Copy out every one of the records below word for word, omitting the pictures.

__Records for identifying positions__
####

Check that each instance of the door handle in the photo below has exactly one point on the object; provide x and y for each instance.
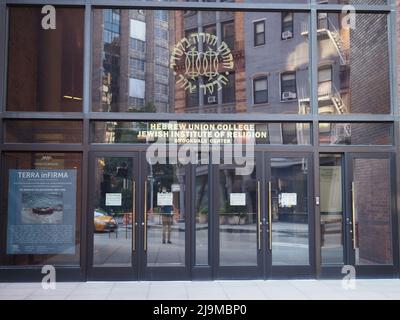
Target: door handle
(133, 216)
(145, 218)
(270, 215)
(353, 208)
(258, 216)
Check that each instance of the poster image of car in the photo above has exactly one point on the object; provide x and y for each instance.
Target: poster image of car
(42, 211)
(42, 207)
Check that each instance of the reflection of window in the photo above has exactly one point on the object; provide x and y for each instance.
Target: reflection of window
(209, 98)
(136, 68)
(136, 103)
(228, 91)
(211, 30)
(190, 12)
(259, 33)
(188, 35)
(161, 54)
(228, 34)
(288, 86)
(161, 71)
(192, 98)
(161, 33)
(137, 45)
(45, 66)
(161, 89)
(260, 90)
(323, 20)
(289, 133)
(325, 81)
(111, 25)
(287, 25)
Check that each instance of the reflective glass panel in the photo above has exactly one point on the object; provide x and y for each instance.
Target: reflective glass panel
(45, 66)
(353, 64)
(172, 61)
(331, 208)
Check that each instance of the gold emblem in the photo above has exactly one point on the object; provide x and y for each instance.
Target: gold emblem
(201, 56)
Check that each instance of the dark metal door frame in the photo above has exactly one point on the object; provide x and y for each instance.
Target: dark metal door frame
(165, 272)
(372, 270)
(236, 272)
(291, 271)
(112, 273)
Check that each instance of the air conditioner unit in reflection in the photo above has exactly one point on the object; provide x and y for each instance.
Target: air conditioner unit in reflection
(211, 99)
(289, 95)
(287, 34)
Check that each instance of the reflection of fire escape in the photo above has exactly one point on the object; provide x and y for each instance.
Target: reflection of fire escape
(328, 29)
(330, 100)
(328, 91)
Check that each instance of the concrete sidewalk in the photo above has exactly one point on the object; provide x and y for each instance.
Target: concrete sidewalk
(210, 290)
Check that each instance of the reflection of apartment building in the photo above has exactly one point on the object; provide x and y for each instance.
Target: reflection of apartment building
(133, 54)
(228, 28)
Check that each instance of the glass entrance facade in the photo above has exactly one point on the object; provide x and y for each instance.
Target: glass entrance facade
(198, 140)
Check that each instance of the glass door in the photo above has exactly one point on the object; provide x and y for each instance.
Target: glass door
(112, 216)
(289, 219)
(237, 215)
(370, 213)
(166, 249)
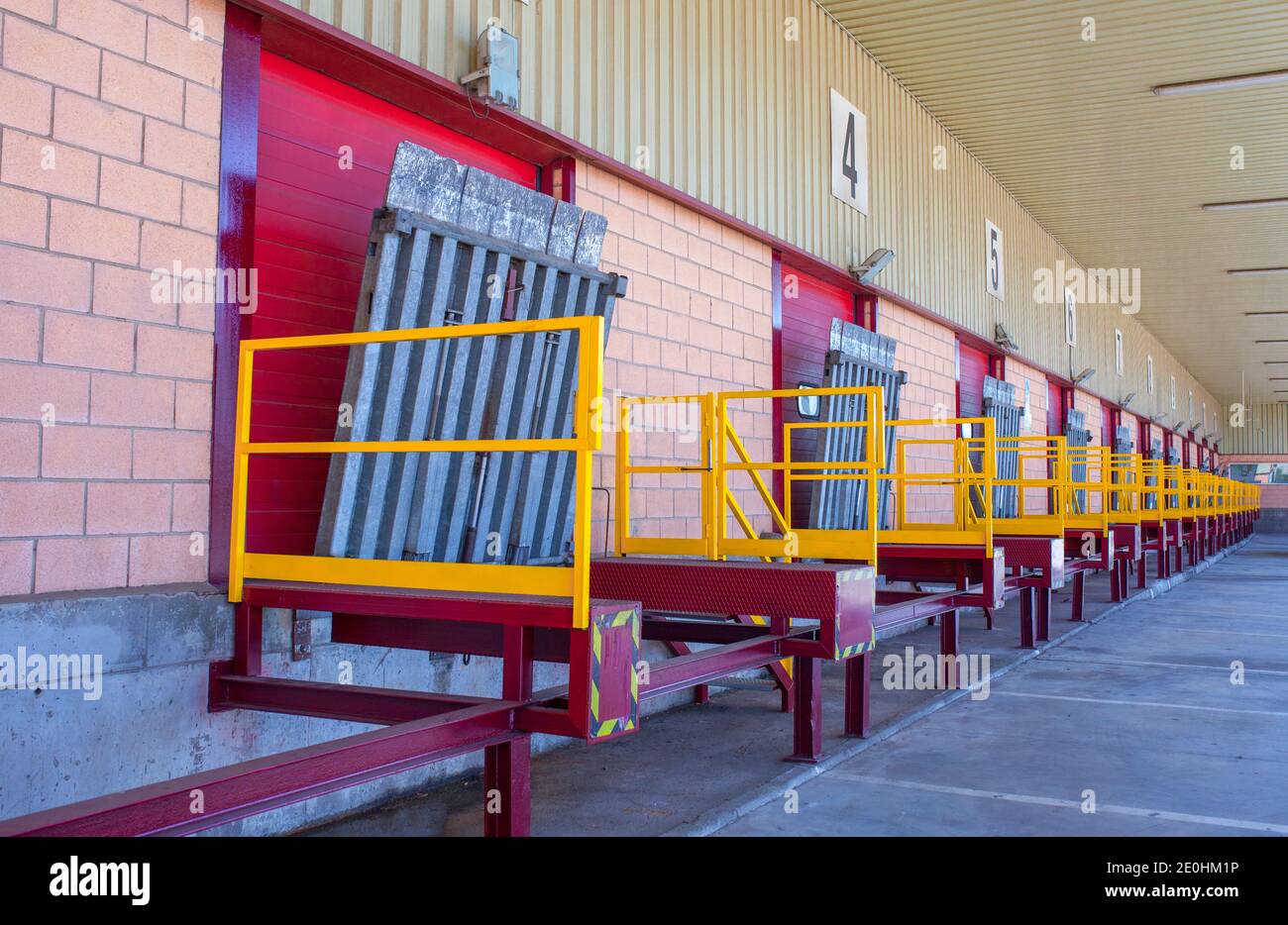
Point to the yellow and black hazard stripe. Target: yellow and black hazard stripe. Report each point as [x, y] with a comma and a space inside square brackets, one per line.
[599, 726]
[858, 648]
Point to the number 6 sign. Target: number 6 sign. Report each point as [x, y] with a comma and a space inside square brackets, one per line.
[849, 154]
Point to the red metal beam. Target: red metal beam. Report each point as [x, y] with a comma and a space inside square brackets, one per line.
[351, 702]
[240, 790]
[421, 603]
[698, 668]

####

__OUTPUT OF THE TASK__
Check that each instance of the door handle in the photo below has exactly one point on the object; provide x and y for each instance.
Target: door handle
(133, 216)
(145, 218)
(270, 215)
(353, 208)
(258, 216)
Check that each instance of the poster image of car in the photo above has exactly one point on the object; provide x and y for each instance.
Target: poster image of car
(42, 211)
(42, 207)
Check that each instance of the reflection of window in the photo above has exactly one point on the object; provide x and y for each instance.
Target: reflection of window
(209, 98)
(136, 68)
(136, 103)
(228, 91)
(211, 30)
(190, 12)
(259, 33)
(188, 35)
(161, 54)
(228, 34)
(288, 86)
(161, 71)
(192, 98)
(161, 33)
(137, 45)
(45, 66)
(161, 89)
(260, 90)
(323, 20)
(289, 133)
(325, 81)
(111, 25)
(287, 25)
Check that each instance of the reflective glass panel in the photo above has exactly one point on the object; provide x and y for each instance.
Target: reflective glass panel
(45, 66)
(353, 64)
(172, 61)
(331, 208)
Check that each instance of the gold emblem in the photo above has exactly one point on the object; provide x and y for each instance.
Target: gold emblem
(201, 56)
Check that each instance of the dark metal door frame in the photo above has exactly one point on the object; provide x and y for each instance.
Target: dark metal door frame
(165, 272)
(372, 270)
(236, 272)
(291, 271)
(112, 273)
Check that each instance of the air conditioner unit in reflection in the photo above has exactly one point on the object; provide x and y for each instance.
Target: air conditioner unit in reflection
(211, 99)
(289, 95)
(287, 34)
Check that each instance of the reflection of fire escape in the photo above has exactly one point on the object; provide x and y for each instance.
Target: reflection of fire escape
(328, 29)
(330, 100)
(328, 91)
Check that each instance of the concrete sidewalk in the photo above has exactly one point on the object; provide x and y for each instance.
Target: concrete sidewalk
(210, 290)
Check that each instance of the reflection of apartment building in the photo above has exactly one point on the object; provide x and y for each instance.
Target: reflection of apartment building
(133, 54)
(228, 28)
Check that each instance of the glass entrance facade in the photo above has exactly one point on the object; provide x and y for each instance.
Target: glass entrance facade
(198, 140)
Check that each instance of the glass door in the photo above has exactly one point on the object; provide x and y for each instance.
Target: glass door
(112, 216)
(289, 219)
(237, 215)
(370, 213)
(166, 249)
Point to the yellow and black hazard stripe. Target: yellow and black hazard stripe. Report each point as [x, y] with a comma and a space inside square brackets, one per line.
[599, 726]
[858, 648]
Point to the number 6 sign. Target: number 6 sign. Report each point as [x, y] with a comma and a space inside square brackets, one per line.
[849, 154]
Point to the red metal beam. Target: red metal beam. Report each point as [x, y] with a comma and a space inside square brackets, one per line.
[351, 702]
[240, 790]
[421, 603]
[698, 668]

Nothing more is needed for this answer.